__WHAT TO WORK ON__
Would you write out the entries below, every one of them, exactly?

__INPUT DATA__
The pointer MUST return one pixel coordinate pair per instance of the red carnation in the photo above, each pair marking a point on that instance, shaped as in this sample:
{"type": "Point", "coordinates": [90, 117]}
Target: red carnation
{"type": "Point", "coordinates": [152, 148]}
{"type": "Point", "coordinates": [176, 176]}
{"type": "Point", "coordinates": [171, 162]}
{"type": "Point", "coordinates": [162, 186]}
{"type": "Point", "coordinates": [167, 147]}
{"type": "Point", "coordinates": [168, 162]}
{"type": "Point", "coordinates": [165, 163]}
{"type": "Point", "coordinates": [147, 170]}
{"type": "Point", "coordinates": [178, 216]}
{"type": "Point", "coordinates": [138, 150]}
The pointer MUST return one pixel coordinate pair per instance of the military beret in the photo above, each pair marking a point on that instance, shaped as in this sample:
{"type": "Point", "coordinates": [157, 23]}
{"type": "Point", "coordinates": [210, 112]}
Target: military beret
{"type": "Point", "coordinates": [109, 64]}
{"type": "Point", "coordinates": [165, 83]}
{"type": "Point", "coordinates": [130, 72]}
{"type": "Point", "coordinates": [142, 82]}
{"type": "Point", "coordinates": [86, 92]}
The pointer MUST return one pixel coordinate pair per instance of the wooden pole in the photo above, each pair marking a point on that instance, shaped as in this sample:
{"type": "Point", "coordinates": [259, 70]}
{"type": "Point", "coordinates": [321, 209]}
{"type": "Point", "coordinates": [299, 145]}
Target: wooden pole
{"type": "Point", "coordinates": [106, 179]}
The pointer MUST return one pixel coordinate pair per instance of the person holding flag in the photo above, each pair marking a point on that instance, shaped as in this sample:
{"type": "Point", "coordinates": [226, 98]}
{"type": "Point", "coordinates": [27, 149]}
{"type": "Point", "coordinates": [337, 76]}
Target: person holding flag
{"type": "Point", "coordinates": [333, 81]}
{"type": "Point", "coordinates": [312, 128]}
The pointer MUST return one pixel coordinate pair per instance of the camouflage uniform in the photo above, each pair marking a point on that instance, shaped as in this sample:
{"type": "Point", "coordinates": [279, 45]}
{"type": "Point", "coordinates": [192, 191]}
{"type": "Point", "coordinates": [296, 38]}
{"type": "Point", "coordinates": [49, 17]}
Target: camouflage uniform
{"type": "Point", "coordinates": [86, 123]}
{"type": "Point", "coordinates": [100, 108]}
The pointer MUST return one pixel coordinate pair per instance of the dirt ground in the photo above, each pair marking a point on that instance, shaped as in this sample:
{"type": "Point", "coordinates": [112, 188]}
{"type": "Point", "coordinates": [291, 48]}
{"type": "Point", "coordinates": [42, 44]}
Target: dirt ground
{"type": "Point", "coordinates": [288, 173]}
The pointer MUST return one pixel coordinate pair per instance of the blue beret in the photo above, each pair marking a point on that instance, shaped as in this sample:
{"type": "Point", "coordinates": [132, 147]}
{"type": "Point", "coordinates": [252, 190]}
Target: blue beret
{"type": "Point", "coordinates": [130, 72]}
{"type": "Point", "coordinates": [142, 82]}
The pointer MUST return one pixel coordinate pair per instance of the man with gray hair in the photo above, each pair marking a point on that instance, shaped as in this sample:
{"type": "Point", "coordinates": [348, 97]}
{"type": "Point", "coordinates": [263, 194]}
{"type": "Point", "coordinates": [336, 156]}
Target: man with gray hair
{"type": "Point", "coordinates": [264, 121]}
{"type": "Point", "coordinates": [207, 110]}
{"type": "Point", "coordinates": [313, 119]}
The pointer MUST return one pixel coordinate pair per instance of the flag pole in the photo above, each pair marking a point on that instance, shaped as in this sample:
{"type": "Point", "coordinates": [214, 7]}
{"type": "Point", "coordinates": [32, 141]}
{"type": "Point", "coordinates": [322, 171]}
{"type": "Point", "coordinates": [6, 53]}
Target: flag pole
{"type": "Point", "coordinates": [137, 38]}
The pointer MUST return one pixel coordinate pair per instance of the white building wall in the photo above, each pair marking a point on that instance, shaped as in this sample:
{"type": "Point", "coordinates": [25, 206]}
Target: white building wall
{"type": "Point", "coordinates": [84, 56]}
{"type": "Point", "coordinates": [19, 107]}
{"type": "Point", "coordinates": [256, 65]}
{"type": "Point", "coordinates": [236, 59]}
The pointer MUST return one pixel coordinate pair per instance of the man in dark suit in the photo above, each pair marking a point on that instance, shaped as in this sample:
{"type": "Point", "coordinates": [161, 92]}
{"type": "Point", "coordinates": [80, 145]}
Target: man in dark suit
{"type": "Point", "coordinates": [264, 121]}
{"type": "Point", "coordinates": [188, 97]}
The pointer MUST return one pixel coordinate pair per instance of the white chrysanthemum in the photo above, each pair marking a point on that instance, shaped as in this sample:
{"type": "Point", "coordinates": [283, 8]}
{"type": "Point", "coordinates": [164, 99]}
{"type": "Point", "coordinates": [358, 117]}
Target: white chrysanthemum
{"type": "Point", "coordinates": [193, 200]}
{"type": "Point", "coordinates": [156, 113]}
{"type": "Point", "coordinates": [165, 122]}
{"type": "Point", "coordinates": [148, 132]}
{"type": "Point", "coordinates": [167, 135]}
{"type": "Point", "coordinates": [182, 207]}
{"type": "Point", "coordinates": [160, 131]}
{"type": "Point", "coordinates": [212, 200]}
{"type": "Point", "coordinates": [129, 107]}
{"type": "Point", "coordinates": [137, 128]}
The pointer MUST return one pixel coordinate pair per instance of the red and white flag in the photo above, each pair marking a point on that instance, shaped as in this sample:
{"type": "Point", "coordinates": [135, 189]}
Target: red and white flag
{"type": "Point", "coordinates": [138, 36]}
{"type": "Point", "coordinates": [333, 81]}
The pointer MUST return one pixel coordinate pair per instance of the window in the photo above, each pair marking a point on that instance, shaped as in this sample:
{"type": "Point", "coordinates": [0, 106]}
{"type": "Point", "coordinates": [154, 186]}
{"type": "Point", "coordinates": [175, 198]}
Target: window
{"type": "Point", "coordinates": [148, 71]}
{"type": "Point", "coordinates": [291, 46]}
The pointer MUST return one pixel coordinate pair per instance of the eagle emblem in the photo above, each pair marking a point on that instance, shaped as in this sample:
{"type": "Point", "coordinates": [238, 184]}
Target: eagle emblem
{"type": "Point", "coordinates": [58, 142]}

__SOLUTION TO THIS TASK__
The pointer MUST return one pixel coordinate pair per instance of the red carnation in the photo above, each pair marking a point on that instance, shaped as in this sample:
{"type": "Point", "coordinates": [90, 117]}
Target: red carnation
{"type": "Point", "coordinates": [152, 148]}
{"type": "Point", "coordinates": [176, 176]}
{"type": "Point", "coordinates": [171, 162]}
{"type": "Point", "coordinates": [162, 186]}
{"type": "Point", "coordinates": [167, 147]}
{"type": "Point", "coordinates": [168, 162]}
{"type": "Point", "coordinates": [165, 163]}
{"type": "Point", "coordinates": [147, 170]}
{"type": "Point", "coordinates": [178, 216]}
{"type": "Point", "coordinates": [138, 150]}
The pointer MUST return one pixel coordinate pair per instance of the military beret in the photo above, each pair marking a point on that instance, shaped as in this sample:
{"type": "Point", "coordinates": [157, 23]}
{"type": "Point", "coordinates": [210, 112]}
Target: military beret
{"type": "Point", "coordinates": [109, 64]}
{"type": "Point", "coordinates": [165, 83]}
{"type": "Point", "coordinates": [130, 72]}
{"type": "Point", "coordinates": [142, 82]}
{"type": "Point", "coordinates": [86, 92]}
The pointer MUST return one pixel coordinate pair per instance of the wooden pole in the photo above, each pair marking a point on that instance, shaped as in this sample:
{"type": "Point", "coordinates": [259, 70]}
{"type": "Point", "coordinates": [321, 209]}
{"type": "Point", "coordinates": [299, 145]}
Target: wooden pole
{"type": "Point", "coordinates": [106, 179]}
The pointer MUST return one pixel coordinate pair per instance of the person holding flag in the photo above, each pair marking a point on that instance, shaped as in this sample:
{"type": "Point", "coordinates": [226, 98]}
{"type": "Point", "coordinates": [27, 149]}
{"type": "Point", "coordinates": [337, 76]}
Target: person holding flag
{"type": "Point", "coordinates": [333, 81]}
{"type": "Point", "coordinates": [312, 128]}
The pointer MUST return one pixel coordinate pair per instance of the camouflage uniform in the photo above, each pair marking a point on that instance, shaped as in this sample:
{"type": "Point", "coordinates": [279, 45]}
{"type": "Point", "coordinates": [192, 191]}
{"type": "Point", "coordinates": [296, 38]}
{"type": "Point", "coordinates": [49, 17]}
Target: camouflage uniform
{"type": "Point", "coordinates": [86, 123]}
{"type": "Point", "coordinates": [100, 108]}
The pointer MUST return one pixel coordinate pair per instance of the dirt ground in the photo above, each pair marking a point on that instance, shaped as in this sample:
{"type": "Point", "coordinates": [112, 188]}
{"type": "Point", "coordinates": [291, 48]}
{"type": "Point", "coordinates": [42, 44]}
Target: dirt ground
{"type": "Point", "coordinates": [288, 173]}
The pointer MUST return one pixel coordinate pair per instance of the blue beret in the photo above, each pair marking a point on that instance, shaped as in this sample:
{"type": "Point", "coordinates": [132, 147]}
{"type": "Point", "coordinates": [252, 190]}
Target: blue beret
{"type": "Point", "coordinates": [130, 72]}
{"type": "Point", "coordinates": [142, 82]}
The pointer MUST return one pixel coordinate pair per instance of the man with gray hair in the photo above, each pair marking a point on that instance, shaped as in this sample:
{"type": "Point", "coordinates": [348, 97]}
{"type": "Point", "coordinates": [263, 194]}
{"type": "Point", "coordinates": [336, 156]}
Target: man with gray hair
{"type": "Point", "coordinates": [264, 121]}
{"type": "Point", "coordinates": [207, 110]}
{"type": "Point", "coordinates": [313, 119]}
The pointer MUST return one pixel coordinate pair per instance of the flag pole in the photo above, each pair marking a point on that instance, shaped as in this sample:
{"type": "Point", "coordinates": [214, 7]}
{"type": "Point", "coordinates": [32, 141]}
{"type": "Point", "coordinates": [322, 171]}
{"type": "Point", "coordinates": [6, 53]}
Target: flag pole
{"type": "Point", "coordinates": [137, 38]}
The pointer MUST return one pixel coordinate pair per instance of the white building wall in the photo above, each pair marking a point on that instance, shaped as in this sample:
{"type": "Point", "coordinates": [25, 206]}
Target: white building wall
{"type": "Point", "coordinates": [84, 56]}
{"type": "Point", "coordinates": [19, 107]}
{"type": "Point", "coordinates": [256, 65]}
{"type": "Point", "coordinates": [236, 59]}
The pointer MUST return one pixel coordinate pair per instance of the man in dark suit in the photo above, each pair marking a point on that instance, shaped as in this sample:
{"type": "Point", "coordinates": [161, 92]}
{"type": "Point", "coordinates": [80, 145]}
Target: man in dark suit
{"type": "Point", "coordinates": [264, 121]}
{"type": "Point", "coordinates": [188, 97]}
The pointer MUST return one pixel coordinate pair per instance of the white chrysanthemum in the photo above, each pair marking a point on that instance, shaped as in this sample:
{"type": "Point", "coordinates": [283, 8]}
{"type": "Point", "coordinates": [164, 99]}
{"type": "Point", "coordinates": [358, 117]}
Target: white chrysanthemum
{"type": "Point", "coordinates": [193, 200]}
{"type": "Point", "coordinates": [156, 113]}
{"type": "Point", "coordinates": [165, 122]}
{"type": "Point", "coordinates": [148, 132]}
{"type": "Point", "coordinates": [167, 135]}
{"type": "Point", "coordinates": [182, 207]}
{"type": "Point", "coordinates": [160, 131]}
{"type": "Point", "coordinates": [212, 200]}
{"type": "Point", "coordinates": [129, 107]}
{"type": "Point", "coordinates": [137, 128]}
The pointer MUST return one pixel coordinate pair per instance of the red and white flag in the photo above, each pair marking a point on that instance, shaped as in this sample:
{"type": "Point", "coordinates": [135, 189]}
Target: red and white flag
{"type": "Point", "coordinates": [138, 36]}
{"type": "Point", "coordinates": [333, 81]}
The pointer MUST return one pixel coordinate pair per instance of the window in the photo above, each pair marking a point on that instance, shaped as in this sample:
{"type": "Point", "coordinates": [0, 106]}
{"type": "Point", "coordinates": [154, 186]}
{"type": "Point", "coordinates": [175, 198]}
Target: window
{"type": "Point", "coordinates": [148, 71]}
{"type": "Point", "coordinates": [291, 46]}
The pointer MUST return one pixel coordinate pair per instance of the eagle emblem in the photo above, each pair marking a point on that instance, shaped as in this sample:
{"type": "Point", "coordinates": [238, 184]}
Target: eagle emblem
{"type": "Point", "coordinates": [58, 142]}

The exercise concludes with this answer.